__To-do list__:
• 1. The text on spiritual direction names the things that need to be determined before scheduling a first meeting. List all of them.
• 2. In the text on spiritual direction, set down word for word the passage from "I remember feeling" to "my current life.".

__Page text__:

-=-=-=-=-

When someone telephones me to see if I am available, I am never expecting the call. There is no special phone number, no special office hours so the call could come anytime during my ordinary day. I have to stop whatever it is I am doing and decide if it is a good time to talk. It might be better to set-up a better time when I can focus on the series of questions that help both of us to decide if we will move onto the next step. We need to determine whether our schedules will match-up, what the directee is looking for and what I am trained to provide before scheduling our first meeting.

Sometimes the phone conversation provides a preview about who this person is and what led him or her to reach out. Often there is some specific event, either positive or negative, that started the search. Other times the person is experiencing a staleness or stuckness in his or her journey in faith, and wants to know how to get moving again.

When I first called my first spiritual director, I was in the “feeling stale” situation. I had started a regular time for Morning Prayer a few years earlier, and it was feeling monotonous. I did not want to give it up, but I had no idea how to keep it fresh either. There was also a sense of wanting more, a desire to go deeper than I could with people in my church community who became anxious with my questions about God.

The first face-to-face meeting is often filled with hope that the relationship will be productive and spirit graced. At the same time these is some anxiety for both persons as they consider entering a mutual commitment to an ongoing spiritual direction relationship.

In forming any new relationship, there are questions about who this new person is and how trustworthy he or she will be. I like a conversation where we are each telling the other our personal backgrounds, looking to see where there are similar issues and approaches to life and faith. If there is not some common ground, the relationship may not have enough shared experience to build upon. Either one of us might decide not to continue.

I remember feeling reassured the first time I met with a spiritual director. We had similar experiences and I left with some new ideas of how to enhance my daily Morning Prayer time. Most importantly, she affirmed the yearning I felt for connecting to something beyond my current life.

We continued our relationship for six years, and it was hard to end it. But both of our circumstances had changed, and each needed to move into new things. I knew I needed a different kind of director, with a different focus and skills, and began to seek a new director.

I did not know where that first meeting would lead, and as I look back now, I am deeply appreciative of taking that leap. It did not seem a big leap at the time, but it has led me into a rich new understanding of God. The journey has been scary and challenging alongside the times of satisfaction and newness. I would not have done it by myself. Having a companion has made it possible.

Intimate Wrestling


While researching the story of Jacob with the angel, I looked for images available on the Internet. This drawing by Bonnat makes it dramatically visible how intimate wrestling is. Bare flesh against bare flesh, and faces held just inches from each other. The intimacy is not just physical. It includes all aspects of a person, such as the emotional and intellectual, as two persons battle to gain the upper hand, moving into a position of power.

How does this adult who avoided wrestling in high school gym class engage with this image? As a teenage male, holding another boy closely made me anxious. It was too close to the intimacy I desired even though society told me it was wrong. Even now, I want to avoid the intensity of wrestling, especially with God.

-=-=-=-=-

Dataset excerpt:
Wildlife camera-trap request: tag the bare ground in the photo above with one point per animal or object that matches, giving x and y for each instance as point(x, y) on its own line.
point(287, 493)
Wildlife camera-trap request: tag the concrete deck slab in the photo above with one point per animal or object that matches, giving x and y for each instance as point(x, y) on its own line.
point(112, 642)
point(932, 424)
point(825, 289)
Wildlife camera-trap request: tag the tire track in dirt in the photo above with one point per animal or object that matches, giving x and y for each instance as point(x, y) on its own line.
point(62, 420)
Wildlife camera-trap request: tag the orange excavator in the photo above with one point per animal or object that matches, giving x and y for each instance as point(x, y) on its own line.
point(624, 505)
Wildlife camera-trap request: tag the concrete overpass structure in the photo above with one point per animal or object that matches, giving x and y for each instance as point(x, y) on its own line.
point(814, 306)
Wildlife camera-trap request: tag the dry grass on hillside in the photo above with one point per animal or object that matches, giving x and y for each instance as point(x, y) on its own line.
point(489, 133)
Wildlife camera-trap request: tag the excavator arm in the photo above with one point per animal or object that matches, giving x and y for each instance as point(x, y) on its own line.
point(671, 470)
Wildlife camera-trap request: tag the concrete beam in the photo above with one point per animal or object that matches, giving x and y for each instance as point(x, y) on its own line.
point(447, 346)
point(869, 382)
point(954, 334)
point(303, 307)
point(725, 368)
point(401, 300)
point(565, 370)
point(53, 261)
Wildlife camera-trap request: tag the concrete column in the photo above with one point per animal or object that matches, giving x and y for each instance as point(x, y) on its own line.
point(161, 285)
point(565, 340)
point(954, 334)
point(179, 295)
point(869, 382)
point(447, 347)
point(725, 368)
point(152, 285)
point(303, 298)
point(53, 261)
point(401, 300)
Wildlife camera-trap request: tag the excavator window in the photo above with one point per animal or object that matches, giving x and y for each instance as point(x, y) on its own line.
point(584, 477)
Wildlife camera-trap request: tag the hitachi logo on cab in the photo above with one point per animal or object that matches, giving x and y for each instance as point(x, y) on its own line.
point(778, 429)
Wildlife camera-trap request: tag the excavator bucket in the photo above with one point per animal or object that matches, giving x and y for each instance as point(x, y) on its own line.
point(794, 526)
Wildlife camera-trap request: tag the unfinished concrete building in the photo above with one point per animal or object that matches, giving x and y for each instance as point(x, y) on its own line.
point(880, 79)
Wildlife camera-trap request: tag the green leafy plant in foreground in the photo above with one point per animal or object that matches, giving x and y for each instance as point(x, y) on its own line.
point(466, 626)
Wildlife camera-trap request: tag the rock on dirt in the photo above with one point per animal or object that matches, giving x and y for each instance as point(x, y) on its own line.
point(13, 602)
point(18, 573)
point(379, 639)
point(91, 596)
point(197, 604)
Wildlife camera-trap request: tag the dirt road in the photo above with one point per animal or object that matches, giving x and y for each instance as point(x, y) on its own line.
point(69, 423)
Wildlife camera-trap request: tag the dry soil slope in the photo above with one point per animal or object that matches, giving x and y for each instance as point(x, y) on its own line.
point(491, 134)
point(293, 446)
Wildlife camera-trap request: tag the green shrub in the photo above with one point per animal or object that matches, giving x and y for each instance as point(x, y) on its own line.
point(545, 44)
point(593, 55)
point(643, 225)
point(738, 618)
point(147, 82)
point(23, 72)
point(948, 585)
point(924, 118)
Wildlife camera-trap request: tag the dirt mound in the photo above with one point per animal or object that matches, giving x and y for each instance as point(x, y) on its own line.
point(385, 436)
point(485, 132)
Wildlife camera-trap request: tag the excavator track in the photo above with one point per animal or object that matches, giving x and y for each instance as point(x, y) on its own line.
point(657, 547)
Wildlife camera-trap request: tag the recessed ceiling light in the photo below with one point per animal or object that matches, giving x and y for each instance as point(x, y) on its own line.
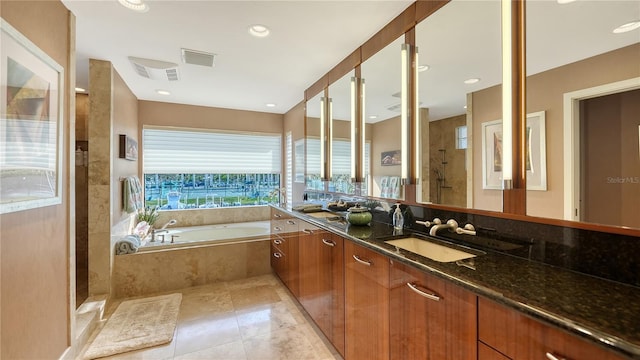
point(630, 26)
point(135, 5)
point(258, 30)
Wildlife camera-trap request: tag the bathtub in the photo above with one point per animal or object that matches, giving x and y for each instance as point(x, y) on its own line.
point(208, 235)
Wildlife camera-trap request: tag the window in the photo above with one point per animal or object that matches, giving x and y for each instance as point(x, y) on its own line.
point(187, 168)
point(341, 166)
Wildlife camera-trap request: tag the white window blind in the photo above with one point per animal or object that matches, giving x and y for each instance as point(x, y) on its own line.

-=-=-=-=-

__Results of the tasks__:
• 1.
- Whether the two schedules will match up
- What the directee is looking for
- What the director is trained to provide

• 2.
I remember feeling reassured the first time I met with a spiritual director. We had similar experiences and I left with some new ideas of how to enhance my daily Morning Prayer time. Most importantly, she affirmed the yearning I felt for connecting to something beyond my current life.